**Task instructions:** Copy out every line below, requests included, and shift each x and y coordinate in the answer points up by 44.

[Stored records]

########################################

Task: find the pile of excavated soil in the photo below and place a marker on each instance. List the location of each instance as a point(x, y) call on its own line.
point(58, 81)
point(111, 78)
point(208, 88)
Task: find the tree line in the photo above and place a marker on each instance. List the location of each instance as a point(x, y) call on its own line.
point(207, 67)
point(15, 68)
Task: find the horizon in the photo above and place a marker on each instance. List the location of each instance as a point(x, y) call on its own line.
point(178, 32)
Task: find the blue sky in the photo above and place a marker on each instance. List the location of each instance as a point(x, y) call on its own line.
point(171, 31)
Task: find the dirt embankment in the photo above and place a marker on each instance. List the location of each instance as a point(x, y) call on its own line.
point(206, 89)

########################################

**Task solution:**
Task: find the pile of excavated soil in the photo below and place a marker on each instance. List the location of each instance as a point(x, y) call on its own line.
point(102, 125)
point(155, 122)
point(252, 132)
Task: find the tree line in the photo above and place a marker on each instance. List the location of each instance as a point(x, y) call on its own line.
point(251, 111)
point(59, 112)
Task: find the horizon in the photo above and place a marker on each instance. List the location of each instance as a point(x, y) call on its own line.
point(222, 76)
Task: find the blue sky in the photo above and place a marker on each instance. List the location of each instance as a point(x, y) call on its own line.
point(215, 75)
Task: find the dirt embankment in the photo above and place a marker on each instance. List the location of each instance as a point(x, y) call on its own line.
point(250, 133)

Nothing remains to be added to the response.